### Challenge 1
Rewrite everything in the text about The Lion Men from "The Lion Men" down to "lion dance movements.", and swap "Master He" for "Sifu He" each time it occurs.
### Challenge 2
Write the next part of the text about the film The Lion Men, picking up after its last sentence.
═════ Text
The Lion Men () is a Singapore action comedy film directed by Jack Neo and starring Tosh Zhang, Wang Weiliang, Eva Cheng, Noah Yap, Charlie Goh, Maxi Lim and Chen Tianwen. The main plot revolves around two lion dance groups pitting themselves against each other.

Cast
 Tosh Zhang as Shishen/Supreme
 Wang Weiliang as Mikey
 Eva Cheng as Xiao Yu
 Noah Yap as Zhang Bu Da
 Charlie Goh as Ah Qiang
 Maxi Lim as Babyface
 Chen Tianwen as Master He

Plot
Shi Shen (Tosh Zhang) is the top performer in the Tiger Crane Lion Dance Association, but feels restricted by Master He's (Chen Tianwen) traditional mindset. He decides to take a group of disciples and forms his own lion dance troupe, which fuses hip hop and rock with lion dance movements.

A major Lion Dance Competition is coming up and Mikey (Wang Weiliang) is groomed to be Shi Shen's successor. However, he has a huge fear of heights! The situation worsens when both Shi Shen and Mikey fall for Master He's daughter (Eva Cheng).
══════════
═════ Raw data
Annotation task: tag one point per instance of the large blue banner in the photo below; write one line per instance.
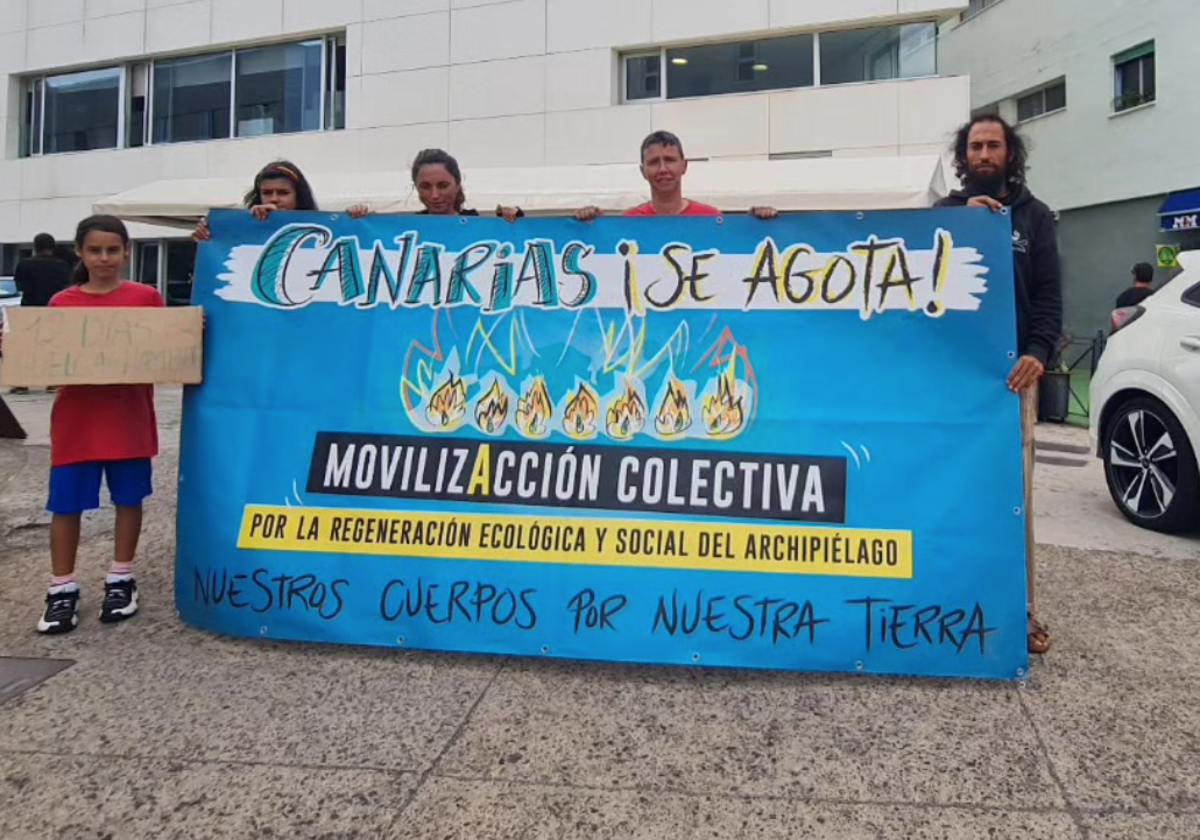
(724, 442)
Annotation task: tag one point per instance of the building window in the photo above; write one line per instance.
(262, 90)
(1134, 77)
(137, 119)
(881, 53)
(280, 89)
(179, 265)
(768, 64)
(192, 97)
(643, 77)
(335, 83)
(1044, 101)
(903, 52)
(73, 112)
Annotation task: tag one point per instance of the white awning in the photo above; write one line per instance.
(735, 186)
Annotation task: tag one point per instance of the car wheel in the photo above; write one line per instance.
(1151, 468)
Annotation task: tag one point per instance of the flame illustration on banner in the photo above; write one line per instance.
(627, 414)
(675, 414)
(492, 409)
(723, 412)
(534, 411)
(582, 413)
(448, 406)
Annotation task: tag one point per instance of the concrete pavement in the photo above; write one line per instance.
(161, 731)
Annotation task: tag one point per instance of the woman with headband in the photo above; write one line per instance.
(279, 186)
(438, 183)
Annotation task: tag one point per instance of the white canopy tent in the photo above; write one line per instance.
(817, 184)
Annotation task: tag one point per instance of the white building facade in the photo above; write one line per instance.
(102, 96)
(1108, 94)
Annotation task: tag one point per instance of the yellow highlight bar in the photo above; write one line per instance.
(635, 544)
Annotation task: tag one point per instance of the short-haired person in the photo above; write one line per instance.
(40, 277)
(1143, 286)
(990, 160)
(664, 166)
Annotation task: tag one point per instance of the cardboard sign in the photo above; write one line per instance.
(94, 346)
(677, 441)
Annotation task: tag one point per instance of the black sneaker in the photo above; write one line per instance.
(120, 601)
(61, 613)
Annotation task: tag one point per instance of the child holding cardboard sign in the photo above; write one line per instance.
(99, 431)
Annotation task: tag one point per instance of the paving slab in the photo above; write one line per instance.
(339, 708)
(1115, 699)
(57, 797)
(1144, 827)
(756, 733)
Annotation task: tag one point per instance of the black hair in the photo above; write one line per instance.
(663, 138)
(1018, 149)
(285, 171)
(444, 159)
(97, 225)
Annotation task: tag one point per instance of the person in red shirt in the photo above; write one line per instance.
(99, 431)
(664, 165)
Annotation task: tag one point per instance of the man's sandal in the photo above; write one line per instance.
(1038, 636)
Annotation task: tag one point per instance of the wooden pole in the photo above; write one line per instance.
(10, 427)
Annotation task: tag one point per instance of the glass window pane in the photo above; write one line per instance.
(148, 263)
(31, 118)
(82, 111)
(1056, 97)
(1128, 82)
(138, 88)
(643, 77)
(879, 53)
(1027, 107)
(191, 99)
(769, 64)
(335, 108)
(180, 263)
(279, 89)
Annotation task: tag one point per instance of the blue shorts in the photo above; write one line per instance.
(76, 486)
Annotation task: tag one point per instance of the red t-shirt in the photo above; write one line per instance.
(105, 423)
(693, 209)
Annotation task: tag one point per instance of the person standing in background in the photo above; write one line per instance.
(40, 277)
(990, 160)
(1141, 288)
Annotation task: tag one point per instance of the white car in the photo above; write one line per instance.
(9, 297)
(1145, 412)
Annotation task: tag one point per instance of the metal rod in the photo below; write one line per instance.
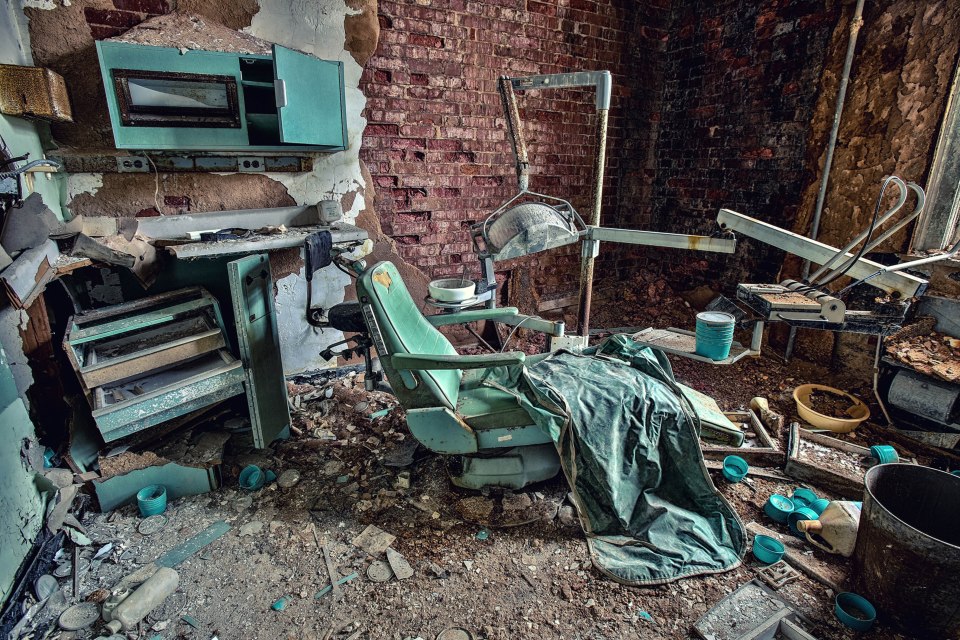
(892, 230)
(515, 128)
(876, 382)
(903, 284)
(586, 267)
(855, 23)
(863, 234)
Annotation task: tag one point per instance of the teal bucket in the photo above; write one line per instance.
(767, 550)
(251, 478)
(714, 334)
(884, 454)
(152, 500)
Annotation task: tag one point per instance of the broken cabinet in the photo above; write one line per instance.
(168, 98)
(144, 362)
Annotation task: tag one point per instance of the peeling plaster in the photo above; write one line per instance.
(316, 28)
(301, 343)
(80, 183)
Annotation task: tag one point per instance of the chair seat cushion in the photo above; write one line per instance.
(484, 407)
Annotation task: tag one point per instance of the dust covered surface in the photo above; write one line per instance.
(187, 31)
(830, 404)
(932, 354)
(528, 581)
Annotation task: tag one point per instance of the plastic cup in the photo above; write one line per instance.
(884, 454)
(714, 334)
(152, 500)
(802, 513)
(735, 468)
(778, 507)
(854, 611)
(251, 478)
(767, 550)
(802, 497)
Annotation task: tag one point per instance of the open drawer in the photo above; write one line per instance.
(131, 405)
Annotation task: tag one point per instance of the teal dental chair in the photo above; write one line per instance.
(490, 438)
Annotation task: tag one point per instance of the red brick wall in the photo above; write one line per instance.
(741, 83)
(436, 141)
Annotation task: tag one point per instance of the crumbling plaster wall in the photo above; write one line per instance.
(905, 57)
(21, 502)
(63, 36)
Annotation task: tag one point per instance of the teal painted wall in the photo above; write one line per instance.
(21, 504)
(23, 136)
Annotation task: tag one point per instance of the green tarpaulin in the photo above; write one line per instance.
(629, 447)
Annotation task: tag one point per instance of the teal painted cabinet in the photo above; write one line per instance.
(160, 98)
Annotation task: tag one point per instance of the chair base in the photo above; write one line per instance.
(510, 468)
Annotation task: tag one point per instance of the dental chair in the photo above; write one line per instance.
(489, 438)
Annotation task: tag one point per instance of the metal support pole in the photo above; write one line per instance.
══════════
### Task response 1
The Lion Men () is a Singapore action comedy film directed by Jack Neo and starring Tosh Zhang, Wang Weiliang, Eva Cheng, Noah Yap, Charlie Goh, Maxi Lim and Chen Tianwen. The main plot revolves around two lion dance groups pitting themselves against each other.

Cast
 Tosh Zhang as Shishen/Supreme
 Wang Weiliang as Mikey
 Eva Cheng as Xiao Yu
 Noah Yap as Zhang Bu Da
 Charlie Goh as Ah Qiang
 Maxi Lim as Babyface
 Chen Tianwen as Sifu He

Plot
Shi Shen (Tosh Zhang) is the top performer in the Tiger Crane Lion Dance Association, but feels restricted by Sifu He's (Chen Tianwen) traditional mindset. He decides to take a group of disciples and forms his own lion dance troupe, which fuses hip hop and rock with lion dance movements.

### Task response 2
Production
Development of The Lion Men was first announced in June 2013 as an untitled project hailed as the "breakthrough action movie" of director Jack Neo. In August 2013, the film's title was revealed during its opening ceremony, with Neo adding that he had been thinking of such a film premise for "quite some time ago". The budget of the film is estimated to be around $4 million. To prepare for the film, the stars had to undergo real life lion dancing training sessions.

Release
The Lion Men was released on 30 January 2014, the day before Chinese New Year.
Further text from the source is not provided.